● Requirements
Can you write out all of the material below again with "thickest part" swapped for "widest part" and nothing else changed? Leave the pictures out.

● Exercise inputs
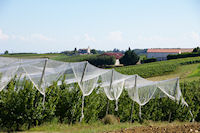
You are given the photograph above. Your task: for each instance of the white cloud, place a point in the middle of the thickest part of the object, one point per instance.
(89, 38)
(3, 36)
(32, 37)
(195, 36)
(115, 36)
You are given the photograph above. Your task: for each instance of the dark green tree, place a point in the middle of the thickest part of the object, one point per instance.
(197, 49)
(6, 52)
(129, 58)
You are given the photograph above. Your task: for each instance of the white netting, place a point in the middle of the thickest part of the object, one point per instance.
(8, 69)
(42, 73)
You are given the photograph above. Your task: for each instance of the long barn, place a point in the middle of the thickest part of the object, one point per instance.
(161, 54)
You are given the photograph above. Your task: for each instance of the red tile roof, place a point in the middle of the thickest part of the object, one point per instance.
(169, 50)
(116, 55)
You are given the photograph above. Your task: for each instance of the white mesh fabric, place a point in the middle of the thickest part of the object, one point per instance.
(34, 70)
(8, 69)
(90, 78)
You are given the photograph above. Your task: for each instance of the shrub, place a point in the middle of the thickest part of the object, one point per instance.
(148, 60)
(102, 60)
(184, 55)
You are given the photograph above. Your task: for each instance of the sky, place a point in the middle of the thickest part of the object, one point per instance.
(57, 25)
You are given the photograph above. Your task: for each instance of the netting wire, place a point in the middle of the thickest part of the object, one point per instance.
(42, 73)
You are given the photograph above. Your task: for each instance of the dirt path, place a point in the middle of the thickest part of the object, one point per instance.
(185, 128)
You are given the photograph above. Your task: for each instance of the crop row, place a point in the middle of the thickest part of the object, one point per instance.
(157, 68)
(21, 107)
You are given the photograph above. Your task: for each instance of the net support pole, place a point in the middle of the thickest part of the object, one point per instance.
(83, 97)
(41, 80)
(132, 106)
(111, 80)
(107, 109)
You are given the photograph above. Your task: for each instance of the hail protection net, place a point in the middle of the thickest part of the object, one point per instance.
(8, 69)
(43, 72)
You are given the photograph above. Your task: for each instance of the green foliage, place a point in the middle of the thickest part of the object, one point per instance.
(129, 58)
(156, 68)
(93, 51)
(6, 52)
(74, 58)
(102, 60)
(197, 49)
(148, 60)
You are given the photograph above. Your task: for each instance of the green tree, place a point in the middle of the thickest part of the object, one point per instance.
(197, 49)
(129, 58)
(93, 51)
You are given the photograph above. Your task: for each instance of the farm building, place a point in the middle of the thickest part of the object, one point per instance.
(161, 54)
(116, 55)
(84, 51)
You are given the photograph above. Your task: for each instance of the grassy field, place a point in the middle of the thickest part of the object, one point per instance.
(76, 58)
(99, 127)
(53, 55)
(185, 68)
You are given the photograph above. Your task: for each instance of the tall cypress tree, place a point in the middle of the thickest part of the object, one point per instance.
(129, 58)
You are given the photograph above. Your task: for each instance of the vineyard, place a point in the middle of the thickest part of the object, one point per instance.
(157, 68)
(21, 106)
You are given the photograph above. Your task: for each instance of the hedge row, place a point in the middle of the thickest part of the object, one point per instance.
(21, 107)
(183, 55)
(148, 60)
(156, 68)
(102, 60)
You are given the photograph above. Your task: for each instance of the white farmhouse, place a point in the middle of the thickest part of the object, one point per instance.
(161, 54)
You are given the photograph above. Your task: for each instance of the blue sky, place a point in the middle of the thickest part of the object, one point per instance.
(58, 25)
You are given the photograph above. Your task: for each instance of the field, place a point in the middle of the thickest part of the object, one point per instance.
(146, 127)
(62, 107)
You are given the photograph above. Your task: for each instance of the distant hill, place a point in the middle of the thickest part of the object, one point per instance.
(140, 51)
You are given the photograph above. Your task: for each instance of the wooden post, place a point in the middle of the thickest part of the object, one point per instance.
(132, 106)
(83, 97)
(43, 72)
(84, 72)
(111, 80)
(41, 80)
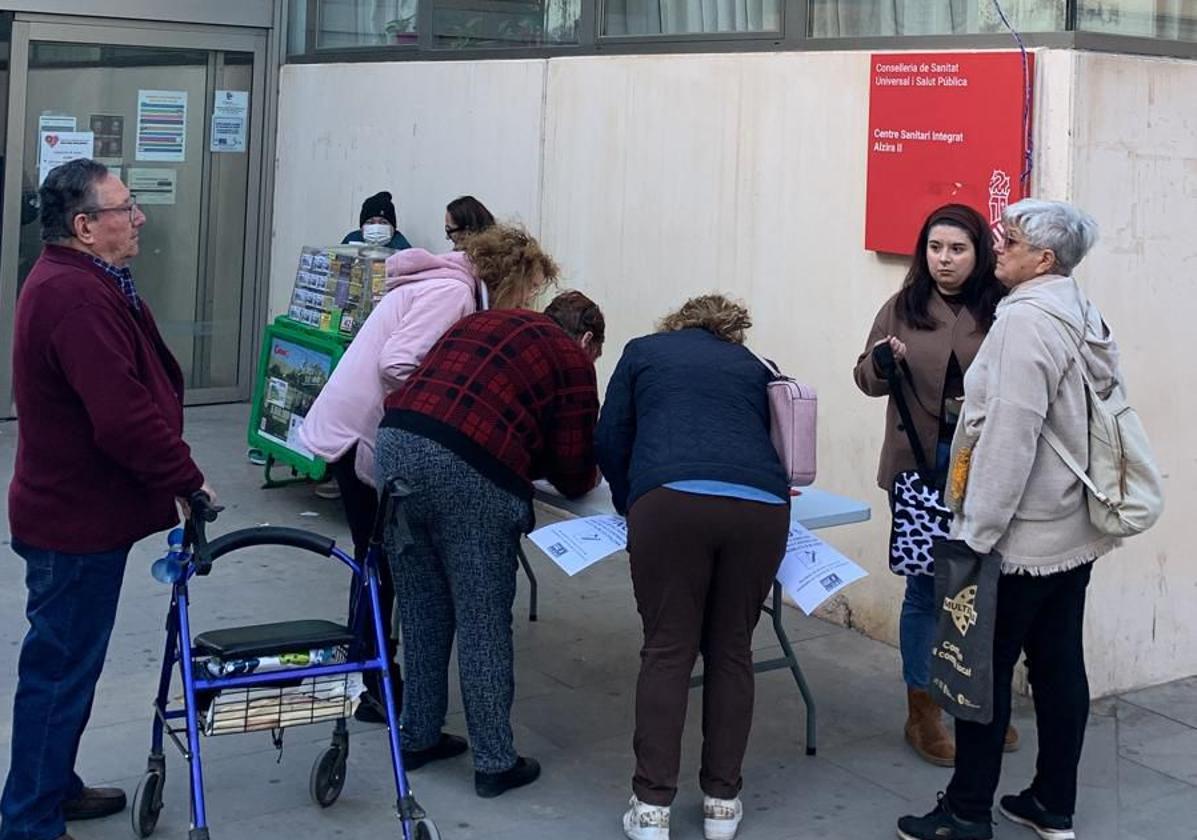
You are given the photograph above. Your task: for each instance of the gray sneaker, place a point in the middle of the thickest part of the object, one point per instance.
(721, 817)
(646, 822)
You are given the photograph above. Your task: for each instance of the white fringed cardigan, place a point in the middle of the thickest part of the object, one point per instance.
(1009, 490)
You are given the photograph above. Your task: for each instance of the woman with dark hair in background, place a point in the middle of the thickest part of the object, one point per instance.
(934, 323)
(463, 217)
(427, 293)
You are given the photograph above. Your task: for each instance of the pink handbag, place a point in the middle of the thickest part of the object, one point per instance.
(793, 413)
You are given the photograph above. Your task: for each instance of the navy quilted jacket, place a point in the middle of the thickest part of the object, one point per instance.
(684, 406)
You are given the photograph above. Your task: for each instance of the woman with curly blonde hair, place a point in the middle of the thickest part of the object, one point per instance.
(684, 442)
(511, 265)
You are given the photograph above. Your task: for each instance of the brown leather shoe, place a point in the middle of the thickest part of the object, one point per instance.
(1012, 742)
(93, 803)
(925, 730)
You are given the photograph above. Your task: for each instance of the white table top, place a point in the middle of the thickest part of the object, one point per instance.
(812, 507)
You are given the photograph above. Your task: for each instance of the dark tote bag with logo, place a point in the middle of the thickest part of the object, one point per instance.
(962, 657)
(917, 511)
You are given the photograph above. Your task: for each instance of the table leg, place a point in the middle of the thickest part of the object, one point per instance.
(795, 669)
(532, 582)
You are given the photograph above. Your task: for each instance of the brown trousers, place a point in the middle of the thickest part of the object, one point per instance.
(702, 566)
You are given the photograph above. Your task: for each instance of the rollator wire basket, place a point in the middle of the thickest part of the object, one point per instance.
(269, 677)
(291, 702)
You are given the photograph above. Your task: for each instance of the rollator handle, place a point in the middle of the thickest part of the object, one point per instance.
(202, 511)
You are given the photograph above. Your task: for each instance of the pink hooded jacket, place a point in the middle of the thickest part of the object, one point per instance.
(427, 294)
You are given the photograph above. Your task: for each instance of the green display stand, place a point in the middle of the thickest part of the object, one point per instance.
(295, 365)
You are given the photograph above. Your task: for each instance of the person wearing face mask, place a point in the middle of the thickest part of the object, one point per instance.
(377, 225)
(935, 323)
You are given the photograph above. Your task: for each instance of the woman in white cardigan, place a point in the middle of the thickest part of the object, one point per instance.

● Result
You are given the photograph above. Your task: for each instance of the white cloud, place a point in the middle of the widest part of the object, one point per instance.
(89, 38)
(3, 36)
(32, 37)
(195, 36)
(115, 36)
You are given the photograph above. Your task: for each instance of the dark green tree, place a point in the middle of the widest part of the object, one point per instance.
(197, 49)
(6, 52)
(129, 58)
You are given the photograph above. Your task: for each instance of the white netting, place a point in the middle of the widest part of the object, one point per instance.
(8, 69)
(42, 73)
You are given the photograph above. Your task: for each instance of the long barn, place a point in the middle of the widest part of the object, one point per instance.
(161, 54)
You are given the photograph above. Your task: for each instance of the red tile roof, place a point in the middle of the widest part of the object, one point per instance.
(169, 50)
(116, 55)
You are given the photograph above. Your task: for each instance of the white mesh fabric, place a point in the middle of the widest part of the object, one point per instance.
(34, 70)
(8, 69)
(90, 78)
You are given the photograph above. Your task: for each instance of the shrub, place a point in the middle of the widest part of the object, one point per instance.
(148, 60)
(102, 60)
(184, 55)
You are given the photograph above. Your task: for each instance of the sky, place a point in the middle of the widest part of the object, one point per instance.
(57, 25)
You are given the photograph above. Your task: for each instance of the netting wire, place a point in the middle of the widest part of the object, one point per instance.
(42, 73)
You are given the photograph above. Your task: for each instance of the dirt path, place a point in the middle of the widest part of the object, one point per instance.
(185, 128)
You are given the photograph above. Your task: for each instance of the crop row, place a point in the middle of the widest part of the object, one point per instance.
(157, 68)
(21, 107)
You are given the photograph above. Your task: for each instance of the net support pole, place a point in the middle of the widest part of the object, one point per instance.
(83, 97)
(41, 80)
(132, 106)
(111, 80)
(107, 109)
You are given the photograph above. Your task: for each instance of the hail protection net, place a point in the middle of the widest part of the object, one point per instance.
(8, 69)
(43, 72)
You are given the photograph above. Your task: for each instance of the green foliage, place a point in the middle of the widest part of the object, one point per instance.
(129, 58)
(156, 68)
(93, 51)
(6, 52)
(74, 58)
(102, 60)
(197, 49)
(148, 60)
You are given the photograph above. Your task: for each instance of the green tree, place a point in the middle of the widest part of the object, one point per instance.
(197, 49)
(129, 58)
(93, 51)
You are given the photograph above. Your task: for each instance of the farm building, place a point in the middle of the widest part of the object, one point per instance.
(161, 54)
(116, 55)
(84, 51)
You are given the photograph above. Your task: for each instance of the grassy field, place a point in the middle of the widest part of the object, one point per instance.
(76, 58)
(99, 127)
(53, 55)
(185, 68)
You are given the photograph above. Your task: for each instance of the tall cypress tree, place a point in the middle of the widest part of the object, one point per instance.
(129, 58)
You are given the photograph above. Your task: for each instance of the vineyard, place a point in the middle of the widest part of the object, one point per instance.
(157, 68)
(21, 106)
You are given the photograph above. Your task: for each instance of the hedge row, place a point in the middle of the widest part of the object, one point per instance.
(21, 107)
(183, 55)
(148, 60)
(156, 68)
(102, 60)
You are given the photograph above. Your task: for each instance of the white farmhouse, place a point in the middle of the widest part of the object, one point per instance.
(161, 54)
You are given the photograph above. Your task: for each instance of the blue sky, place a point in the middle of the widest part of the object, one point per instance.
(58, 25)
You are given the photograph above. Your task: for each instance of the field, place a point in the middle of the widest part of the object, one point per instance.
(146, 127)
(62, 107)
You are given the photograph above. Your task: for each instance of the distant hill, place a point in the middle of the widest part of the object, one point per instance.
(140, 51)
You are given the photograph above. Your task: for each instance of the wooden post, place a point in the middle of the widest part of the object, one point per instance.
(132, 106)
(83, 97)
(43, 72)
(84, 72)
(111, 80)
(41, 80)
You are given the photograph above. Your task: for each instance of the gray sneaker, place a point in the middle of the widest part of the object, one point per instance.
(721, 817)
(646, 822)
You are given the photograph above. Your task: for each instance of the white fringed cardigan, place a point in the middle of the widest part of the object, one point per instance.
(1009, 490)
You are given the photograph above. Your task: for each instance of the woman with dark hair in background, place a point in the middle of the widest part of the object, one point per instance.
(934, 323)
(463, 217)
(427, 293)
You are given the photograph above. Your task: for each instance of the pink handbag, place a point in the middle of the widest part of the object, one point per instance.
(793, 413)
You are given the photograph above. Your task: for each instance of the navy quilted jacket, place a point in the middle of the widest part of the object, one point per instance.
(684, 406)
You are given the photograph above. Your task: for each instance of the woman with curly blonde hair, place a point in the middle of the widest part of the object, one point per instance.
(684, 442)
(511, 265)
You are given the photograph above. Your task: for each instance of the brown leather shoe, place a point in the middle of the widest part of the object, one point per instance.
(1012, 742)
(93, 803)
(925, 730)
You are given the photograph above. Your task: for each instance of the white table top, place a point in the middle of the widest part of the object, one point per instance.
(812, 507)
You are given the photograph above. Your task: for each instance of the dark tote bag with logo, place a point in the middle of the widest part of the object, one point per instance.
(962, 657)
(917, 511)
You are given the photograph above. Your task: for each instance of the table leg, place a point in the middle of the widest part of the object, one point per instance.
(795, 669)
(532, 582)
You are given the photograph above. Your task: for each instance of the brown trousers, place a point in the middle of the widest part of the object, one point per instance.
(702, 566)
You are given the photograph above. Your task: for each instance of the rollator wire basket, place a point in the middle of the widest part of the object, one point per instance.
(269, 677)
(291, 702)
You are given the photograph above. Your task: for each instance of the rollator handle, place a point in the middle of the widest part of the object, one point per instance.
(202, 511)
You are given the photograph above. Your task: for each instance of the pink hooded jacket, place a point in the middle of the widest part of the object, one point per instance.
(427, 294)
You are given the photograph above. Your task: for each instance of the green display stand, place a point in the middle of the widest part of the object, one point per instance.
(295, 365)
You are given the photograph above. Your task: for each instance of the person wearing face mask, place a point in the middle of the widest part of the object, one point per instance.
(377, 225)
(935, 323)
You are given the photograph above. Your task: for each instance of the woman in white cardigan, place a point in the middle of the widest part of the object, one point per instance.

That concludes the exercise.